EXERCISE DIRECTIONS:
Quote the passage on Ashtanga's eight limbs word for word, between "Ashtanga translates as" and "a lotus flower.", inclusive.

SOURCE:
------------------------------------
Ashtanga translates as eight limbs. Asta meaning eight and Anga meaning limb. Ashtanga is the ancient system of yoga described in Patanjali’s Yoga Sutras. In his text dating back almost 2,000 years, Patanjali codifies the practices of yoga by outlining the eight limbs of yoga, all which are interconnected. Through the practice and understanding of all eight limbs, the impurities of the body and the mind will be destroyed, and thus all obstacles to realising the true self will be removed. Though the limbs should be approached individually and step by step, in practice they should consciously be threaded together and allowed to grow simultaneously. In doing so each limb will blossom like eight petals of a lotus flower.
Asana practice must be established to ensure the correct practice of Pranayama. Asana practice is important for the development of the Yamas and Niyamas and in turn proper Asana and Pranayama practice is not possible without the Yamas and the Niyamas. These are the four externally oriented limbs that turn our awareness inward and away from the distractions of the external world to prepare us for the last four internally oriented limbs. Pratyahara is the fifth limb, which bridges the lower external limbs to the higher internal limbs. Once the first limbs are firmly rooted, the higher limbs spontaneously arise and evolve with time.
The eight limbs of Ashtanga can also be categorised as Hatha yoga and Raja yoga. Hatha yoga comprises of the first five limbs, which are externally oriented and purify and balance the body, nervous system, and mind of the practitioner in preparation for Raja yoga, or higher royal yoga. The last three limbs (Dharana, Dhyana, and Samadhi) can be described as Raja yoga, and are the internal practices and meditation that lead us to the realisation of higher consciousness. Growth between the eight limbs must be simultaneous so one’s practice can be homogenous and balanced. The ancient sage Patanjali describes the eight limbs in his Yoga Sutras as follows:
There are five yamas that regulate our inner behaviour and thus how we interact with the external world. They are non violence, truthfulness, non stealing, celibacy, and non possessiveness.
Ahimsa - non violence. This means to be non violent in word, thought, or action. “Becoming established in non violence, those around cease to be hostile.” YS 2.35
Satya - truthfulness. To be truthful in both words and actions and to follow a path that is true and honest. If you speak the truth your words become powerful and you become aligned with truth. “By being truthful, whatever action you take will be successful.” YS 2.36
Asteya - non stealing. To not steal the property, wealth, work of ideas of others. “When one is established in non stealing, all jewels present themselves.” YS 2.37
Brahmacharya - abstinence. Living a lifestyle conducive for attaining higher truth and restraining from multiplying our desires to retain energy for spiritual development. “When celibacy is established, vitality is attained.” YS 2.38
Aparigraha - non possessiveness. To not be greedy and to not grasp or seek to possess things or ideas. “One who overcomes posessiveness and a grasping mind, he will gain knowledge of the past, present and future.” YS 2.39
There are five niyamas that function as the values with which we interact with ourselves. They are purity, contentment, self discipline, self study, and devotion to the Divine.
------------------------------------
EXCERPTED DATA:
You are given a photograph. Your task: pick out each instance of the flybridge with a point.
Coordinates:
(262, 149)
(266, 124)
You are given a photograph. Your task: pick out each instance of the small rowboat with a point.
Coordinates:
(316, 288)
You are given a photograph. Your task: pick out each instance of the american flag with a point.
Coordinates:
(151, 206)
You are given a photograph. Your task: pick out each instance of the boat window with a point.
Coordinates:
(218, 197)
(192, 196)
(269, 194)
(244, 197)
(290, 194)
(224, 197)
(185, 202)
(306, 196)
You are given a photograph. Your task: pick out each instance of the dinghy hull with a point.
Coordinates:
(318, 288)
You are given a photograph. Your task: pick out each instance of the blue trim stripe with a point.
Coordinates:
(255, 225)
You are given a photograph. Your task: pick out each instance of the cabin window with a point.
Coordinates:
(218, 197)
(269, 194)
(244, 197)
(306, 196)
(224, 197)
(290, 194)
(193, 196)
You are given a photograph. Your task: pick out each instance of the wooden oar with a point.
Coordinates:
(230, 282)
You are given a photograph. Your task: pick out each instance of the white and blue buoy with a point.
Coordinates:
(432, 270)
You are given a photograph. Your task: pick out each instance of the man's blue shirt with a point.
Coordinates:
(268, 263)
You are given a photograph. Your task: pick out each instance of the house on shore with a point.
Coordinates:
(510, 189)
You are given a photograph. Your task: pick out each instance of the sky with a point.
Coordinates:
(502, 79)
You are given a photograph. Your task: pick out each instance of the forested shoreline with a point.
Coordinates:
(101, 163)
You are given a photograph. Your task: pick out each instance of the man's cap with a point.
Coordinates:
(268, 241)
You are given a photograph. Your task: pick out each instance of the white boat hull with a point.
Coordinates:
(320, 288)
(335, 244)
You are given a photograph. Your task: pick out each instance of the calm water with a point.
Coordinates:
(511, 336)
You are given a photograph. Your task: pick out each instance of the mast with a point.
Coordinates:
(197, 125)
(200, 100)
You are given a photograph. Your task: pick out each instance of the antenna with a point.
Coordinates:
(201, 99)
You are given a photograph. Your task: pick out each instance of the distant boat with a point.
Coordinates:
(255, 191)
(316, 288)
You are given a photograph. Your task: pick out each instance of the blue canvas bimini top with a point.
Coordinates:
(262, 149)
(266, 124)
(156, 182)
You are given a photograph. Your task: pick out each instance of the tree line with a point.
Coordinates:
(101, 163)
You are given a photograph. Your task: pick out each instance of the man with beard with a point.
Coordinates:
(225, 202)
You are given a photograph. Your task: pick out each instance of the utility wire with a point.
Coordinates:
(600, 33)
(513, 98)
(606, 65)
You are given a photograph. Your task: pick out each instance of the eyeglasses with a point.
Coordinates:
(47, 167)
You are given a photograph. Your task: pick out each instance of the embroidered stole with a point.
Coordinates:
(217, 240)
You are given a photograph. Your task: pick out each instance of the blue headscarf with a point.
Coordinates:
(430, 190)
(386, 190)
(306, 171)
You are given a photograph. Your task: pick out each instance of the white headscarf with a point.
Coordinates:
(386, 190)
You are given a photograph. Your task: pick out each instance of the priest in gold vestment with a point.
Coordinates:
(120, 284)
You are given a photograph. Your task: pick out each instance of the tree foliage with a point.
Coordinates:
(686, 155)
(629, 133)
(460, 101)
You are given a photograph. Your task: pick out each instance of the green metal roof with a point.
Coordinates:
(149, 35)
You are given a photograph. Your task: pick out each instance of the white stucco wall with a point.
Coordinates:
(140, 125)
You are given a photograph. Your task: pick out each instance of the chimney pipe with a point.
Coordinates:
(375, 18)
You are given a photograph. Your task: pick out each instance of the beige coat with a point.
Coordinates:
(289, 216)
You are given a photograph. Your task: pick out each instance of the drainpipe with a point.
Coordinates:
------------------------------------
TASK ANSWER:
Ashtanga translates as eight limbs. Asta meaning eight and Anga meaning limb. Ashtanga is the ancient system of yoga described in Patanjali’s Yoga Sutras. In his text dating back almost 2,000 years, Patanjali codifies the practices of yoga by outlining the eight limbs of yoga, all which are interconnected. Through the practice and understanding of all eight limbs, the impurities of the body and the mind will be destroyed, and thus all obstacles to realising the true self will be removed. Though the limbs should be approached individually and step by step, in practice they should consciously be threaded together and allowed to grow simultaneously. In doing so each limb will blossom like eight petals of a lotus flower.